___ Extrait fourni ___
L’écologie bien tempérée de Bérénice Levet


De l’écologisme faisons table rase!
Bérénice Levet © Hannah Assouline

L’écologie politique est l’une des armes de la cancel culture. Au nom du climat, elle déconstruit notre histoire et nos paysages. Dans son nouvel essai (L’Écologie ou l’Ivresse de la table rase, l’Observatoire, 2022), Bérénice Levet démontre que la défense de la nature passe avant tout par la défense de notre civilisation. Un humanisme aux antipodes du terrorisme vert.


Porte-parole de « l’esprit français », dans ce nouvel essai comme dans ses précédents ouvrages [1], Bérénice Levet démantèle ici, avec l’acuité de pensée qu’on lui connaît, le sanctuaire « végétalisé » dont rêvent les écologistes radicaux. Mais qu’on ne l’accuse pas d’être écophobe, ou pire encore écocide ! Si elle s’en prend à la « vulgate écologiste », c’est au nom de ce que devrait rester l’écologie : l’art et la manière dont chaque peuple, fidèle à son histoire et attaché à son art de vivre et à ses paysages, aménage sa vie sur terre. Une écologie bien tempérée en somme, capable de résister au terrorisme vert qui embrigade les esprits sous prétexte de sauver la Terre, et qui saccage la nature au lieu d’en préserver la beauté. On pense souvent, au fil de ces pages frémissantes d’inquiétude et de colère, à ce qu’écrivait Baudelaire : « Ne méprisez la sensibilité de personne. La sensibilité de chacun, c’est son génie. » Que vaut en effet une écologie qui, au lieu de « rouvrir les yeux et les oreilles », se complaît dans des abstractions et des chimères ? Car le séjour terrestre, rappelle Bérénice Levet, « ne s’aménage pas à coups de grands programmes ». Il s’invente au jour le jour grâce à l’étroite connivence de l’intelligence et du cœur, des sens et de la raison, de l’homme et de son environnement naturel.
___ Données affichées ___
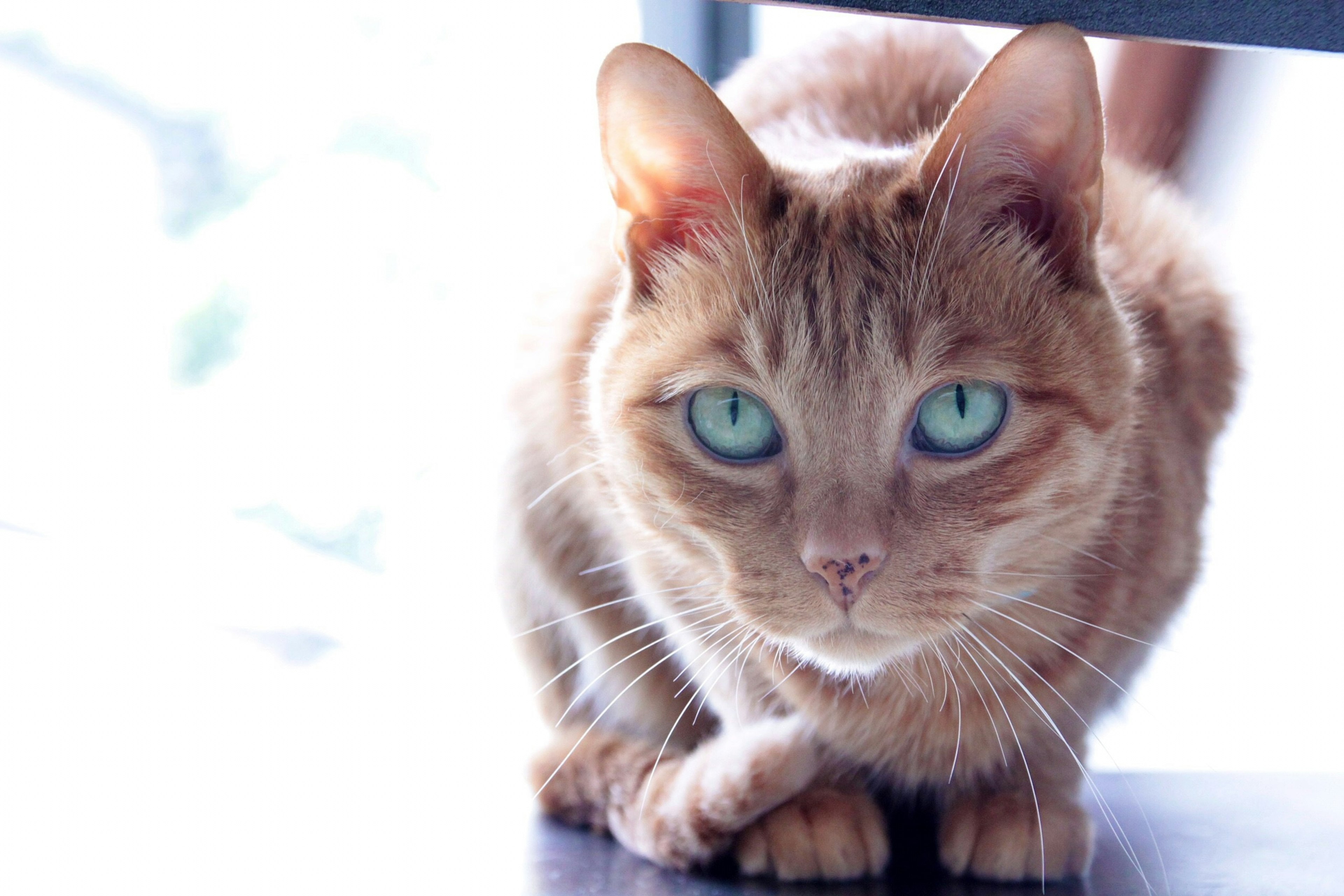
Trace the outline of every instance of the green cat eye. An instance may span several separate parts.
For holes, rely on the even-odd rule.
[[[700,445],[728,461],[754,461],[784,447],[765,402],[731,386],[692,394],[687,419]]]
[[[993,383],[964,380],[925,395],[911,442],[931,454],[965,454],[988,442],[1004,422],[1008,394]]]

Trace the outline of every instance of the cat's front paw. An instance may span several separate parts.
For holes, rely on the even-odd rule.
[[[1044,866],[1042,866],[1044,840]],[[1093,822],[1077,802],[1003,793],[954,802],[938,825],[938,854],[953,875],[984,880],[1062,880],[1087,872]]]
[[[875,877],[891,854],[887,822],[863,791],[816,787],[769,811],[737,842],[743,875],[777,880]]]

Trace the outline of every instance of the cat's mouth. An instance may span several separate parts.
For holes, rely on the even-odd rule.
[[[820,635],[789,638],[800,660],[835,676],[876,676],[918,643],[914,637],[868,631],[845,622]]]

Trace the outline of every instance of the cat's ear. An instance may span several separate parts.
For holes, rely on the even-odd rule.
[[[941,188],[962,208],[1013,220],[1052,263],[1077,273],[1090,265],[1101,227],[1103,140],[1097,69],[1082,32],[1036,26],[966,87],[919,177],[930,195]]]
[[[765,156],[676,56],[642,43],[617,47],[602,63],[597,99],[620,211],[617,251],[636,274],[656,253],[696,251],[761,208]]]

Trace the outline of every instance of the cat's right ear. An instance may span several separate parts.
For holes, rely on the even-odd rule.
[[[770,167],[714,90],[642,43],[613,50],[597,78],[617,251],[640,287],[660,254],[699,251],[761,208]]]

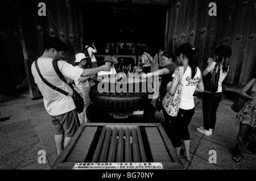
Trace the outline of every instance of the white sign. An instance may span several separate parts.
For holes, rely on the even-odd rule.
[[[73,169],[163,169],[163,167],[161,162],[76,163]]]

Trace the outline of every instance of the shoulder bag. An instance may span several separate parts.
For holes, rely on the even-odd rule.
[[[158,53],[158,70],[164,68],[163,66],[159,65],[159,53]]]
[[[55,71],[56,71],[57,74],[59,75],[59,77],[64,82],[65,82],[65,83],[67,83],[66,80],[65,79],[65,78],[64,77],[63,75],[61,74],[61,73],[60,72],[60,70],[59,69],[59,68],[57,66],[57,60],[53,60],[53,61],[52,61],[52,64],[53,65],[53,68],[55,70]],[[39,68],[38,67],[38,62],[37,62],[37,60],[35,61],[35,65],[36,68],[36,70],[38,71],[38,74],[39,74],[40,77],[41,77],[42,79],[43,80],[43,81],[47,85],[48,85],[49,87],[50,87],[51,88],[52,88],[53,90],[55,90],[59,92],[60,92],[61,94],[63,94],[64,95],[66,95],[66,96],[70,96],[71,95],[69,94],[69,93],[51,85],[49,82],[48,82],[45,78],[43,78],[43,75],[42,75]],[[81,96],[79,95],[79,94],[73,89],[73,86],[71,85],[68,85],[71,89],[72,89],[73,90],[73,95],[72,95],[72,98],[74,101],[74,103],[75,105],[76,106],[76,111],[77,112],[77,113],[80,113],[81,112],[82,112],[84,110],[84,100],[82,99],[82,98],[81,97]]]
[[[207,91],[216,92],[218,90],[218,83],[220,74],[220,66],[218,66],[218,72],[216,72],[218,65],[219,64],[216,62],[213,71],[203,77],[204,90]]]
[[[255,81],[254,81],[253,85],[251,86],[250,89],[246,92],[246,94],[249,95],[251,93],[251,88],[254,86],[254,84],[255,83]],[[235,102],[231,106],[231,108],[233,111],[234,111],[236,112],[239,112],[240,110],[243,107],[243,105],[246,103],[246,102],[249,99],[243,98],[242,96],[239,96],[238,99],[237,99]]]
[[[174,95],[171,94],[168,91],[166,93],[163,99],[163,107],[166,112],[171,116],[176,117],[177,115],[180,108],[180,99],[183,86],[181,82],[183,76],[183,68],[179,66],[180,78],[179,83]]]

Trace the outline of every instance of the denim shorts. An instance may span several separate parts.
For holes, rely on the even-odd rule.
[[[55,135],[61,134],[64,132],[65,137],[71,137],[80,125],[76,110],[60,115],[51,116],[51,119],[54,126]]]

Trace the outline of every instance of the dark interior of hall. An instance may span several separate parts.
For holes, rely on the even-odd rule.
[[[143,43],[152,54],[164,45],[167,7],[158,5],[86,3],[79,5],[84,42],[93,41],[98,54],[106,53],[106,44]],[[117,54],[139,54],[138,51]]]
___
Consignes
A) Réécrivez plus brièvement le paragraphe de l’extrait qui commence par « L’écologie politique est l’une des armes », en gardant ses faits principaux.
B) Recopiez tel quel le passage de l’extrait qui va de « Bérénice Levet © » à « du terrorisme vert. ».

Réponses aux consignes
A) L’écologie politique, arme de la cancel culture, déconstruit notre histoire et nos paysages au nom du climat. Dans L’Écologie ou l’Ivresse de la table rase (l’Observatoire, 2022), Bérénice Levet montre que défendre la nature, c’est d’abord défendre notre civilisation : un humanisme opposé au terrorisme vert.

B)
Bérénice Levet © Hannah Assouline

L’écologie politique est l’une des armes de la cancel culture. Au nom du climat, elle déconstruit notre histoire et nos paysages. Dans son nouvel essai (L’Écologie ou l’Ivresse de la table rase, l’Observatoire, 2022), Bérénice Levet démontre que la défense de la nature passe avant tout par la défense de notre civilisation. Un humanisme aux antipodes du terrorisme vert.